<<<<

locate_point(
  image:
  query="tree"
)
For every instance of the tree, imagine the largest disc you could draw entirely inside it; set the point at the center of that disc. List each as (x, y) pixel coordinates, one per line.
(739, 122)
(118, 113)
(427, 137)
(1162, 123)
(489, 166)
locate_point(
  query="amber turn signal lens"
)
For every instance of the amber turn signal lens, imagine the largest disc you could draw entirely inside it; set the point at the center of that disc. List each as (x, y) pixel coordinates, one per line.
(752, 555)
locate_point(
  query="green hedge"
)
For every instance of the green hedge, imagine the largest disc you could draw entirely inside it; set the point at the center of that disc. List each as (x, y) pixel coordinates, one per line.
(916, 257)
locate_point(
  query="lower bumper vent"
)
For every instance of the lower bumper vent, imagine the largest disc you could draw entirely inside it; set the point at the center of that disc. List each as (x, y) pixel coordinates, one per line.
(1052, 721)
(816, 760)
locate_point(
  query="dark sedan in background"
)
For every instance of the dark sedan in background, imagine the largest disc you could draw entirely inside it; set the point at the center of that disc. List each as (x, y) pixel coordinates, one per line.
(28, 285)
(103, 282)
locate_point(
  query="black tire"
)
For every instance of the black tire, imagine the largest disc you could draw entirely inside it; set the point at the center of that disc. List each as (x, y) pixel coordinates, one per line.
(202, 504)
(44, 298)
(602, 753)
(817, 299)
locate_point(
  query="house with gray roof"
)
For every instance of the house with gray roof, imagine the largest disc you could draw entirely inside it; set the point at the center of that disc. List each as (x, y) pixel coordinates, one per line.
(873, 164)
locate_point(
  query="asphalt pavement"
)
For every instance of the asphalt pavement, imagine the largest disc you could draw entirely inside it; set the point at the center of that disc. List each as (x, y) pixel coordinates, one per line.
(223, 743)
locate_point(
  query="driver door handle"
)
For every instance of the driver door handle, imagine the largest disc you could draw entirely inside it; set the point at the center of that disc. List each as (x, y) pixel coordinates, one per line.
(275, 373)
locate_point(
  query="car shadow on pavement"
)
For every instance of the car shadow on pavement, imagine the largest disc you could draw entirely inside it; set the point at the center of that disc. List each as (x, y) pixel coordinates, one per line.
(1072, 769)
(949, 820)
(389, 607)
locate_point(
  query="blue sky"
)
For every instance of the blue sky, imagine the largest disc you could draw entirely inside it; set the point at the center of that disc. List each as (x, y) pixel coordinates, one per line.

>>>>

*PROMPT*: Find and copy each line in the material above where the string "blue" occurs.

*THE COMPLETED TASK*:
  query="blue sky"
For every instance of the blue sky, imagine the largest disc you could draw entirely inside it; set the point at the center of that disc. List each as (x, y) pixel coordinates, one per line.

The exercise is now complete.